Выбранный отрывок:
↓

Но сознание еще не померкло. Левая рука нащупала фару, и правая рука, вернее, то, что минуту назад называлось правой рукой, спустилось по брусу и стиснуло концевой кран.
Поезд замедляет ход. Люди продолжают досматривать свои безмятежные сны. А машинисту кажется, что спасенный состав летит по Млечному Пути, что высоко-высоко мерцают огни Конотопа.
А где-то вдали, у дома, светлая рука в темной ночи напутственно машет ему. И словно не прожектор паровоза, а эта добрая рука раздвигает суровую тьму. «Ведь простудишься», -укоряет он жену, стоящую у калитки…
Кажется, поезд еще стремительнее набирает скорость. Виктору Никифоровичу трудно разглядеть женщину во мраке. Но она становится все больше-больше. Не жена это, а Родина. И кому бы еще, если не ей, провожать его в дорогу…
Здание тульского военного госпиталя вздрагивало от орудийной канонады. От взрывов бомб содрогалась контуженная земля. Ее дрожь передавалась раненому пехотинцу. Слабеющей рукой он держался за руку майора медицинской службы Петровского.

↑

Исходные данные:

↓

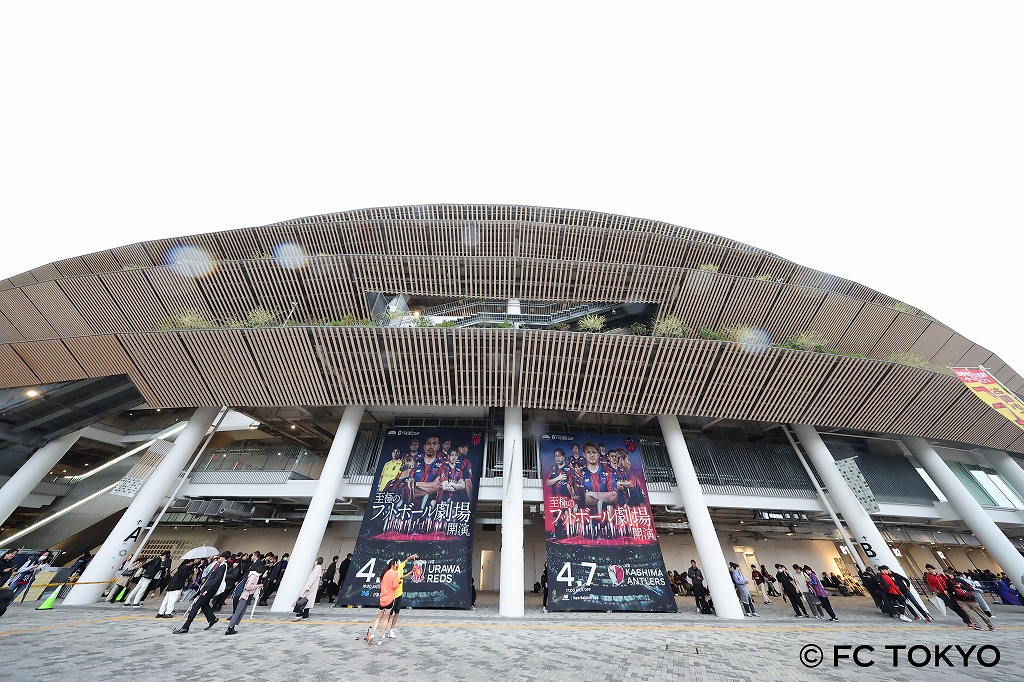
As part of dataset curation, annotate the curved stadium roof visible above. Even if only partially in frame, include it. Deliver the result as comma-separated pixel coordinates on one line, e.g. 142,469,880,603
0,205,1024,452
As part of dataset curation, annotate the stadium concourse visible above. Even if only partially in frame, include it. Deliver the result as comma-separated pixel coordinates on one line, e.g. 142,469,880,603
0,205,1024,627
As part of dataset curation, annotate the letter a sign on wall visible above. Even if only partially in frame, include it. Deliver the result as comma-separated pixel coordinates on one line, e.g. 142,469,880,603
950,367,1024,429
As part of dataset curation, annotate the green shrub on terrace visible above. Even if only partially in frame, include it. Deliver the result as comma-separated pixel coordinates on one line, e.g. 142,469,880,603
577,315,605,334
651,315,686,339
886,352,932,370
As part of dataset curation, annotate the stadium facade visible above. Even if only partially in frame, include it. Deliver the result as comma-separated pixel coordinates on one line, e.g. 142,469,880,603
0,205,1024,617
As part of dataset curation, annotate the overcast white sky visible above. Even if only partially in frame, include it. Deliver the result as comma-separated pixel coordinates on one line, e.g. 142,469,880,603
0,1,1024,372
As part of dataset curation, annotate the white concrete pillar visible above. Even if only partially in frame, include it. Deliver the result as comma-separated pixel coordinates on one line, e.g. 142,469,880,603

↑

Что нужно сделать:
A) Чьи огни, как кажется машинисту в выбранном отрывке, мерцают высоко-высоко?
B) Напишите продолжение выбранного отрывка, начиная сразу после его последнего предложения.

Ответы к заданиям:
A) Огни Конотопа.

B)
И чем слабее он держался, тем труднее было врачу отойти от раненого.
Поеживаясь, голосом, озябшим от студеной близости смерти, боец шептал:
— Боюсь умереть. Спаси!
Когда человека положили на операционный стол, губы его пошевелились, и врач, не уловив ни звука, почувствовал, что повторяет сам: «Спаси».,,
Мужество рождается необходимостью. Недрогнувшей рукой Борис Васильевич Петровский тогда провел первую в своей жизни операцию на сердце.
Солдата спасли. Но горя было много, И среди оскаленных развалин, среди кровоточащей земли, среди разгула смерти вставали отважные в белых халатах. Как посланцы мира, они отстаивали жизнь. Среди пожаров, под обстрелами, под бомбежками Борис Васильевич не оперировал только мертвых. И когда бойцы с переднего края несли раненых, и те и другие, увидев хирурга, становились спокойнее.
Врач отрешался от выстрелов, от визга осколков, от страха: он спасал человека. Трудно сказать — отвага ли эго. Может быть, в нем неумолчно звенела кровь отца — неутомимого сельского врача. Может быть, сказывалась закалка, полученная на войне с белофиннами. Может быть, росло сознание своей причастности к невиданной эпопее, в которую и его скальпель впишет свою цифру спасенных. А вернее, все это вместе наращивало силы, изумляя не столько окружающих, сколько его самого.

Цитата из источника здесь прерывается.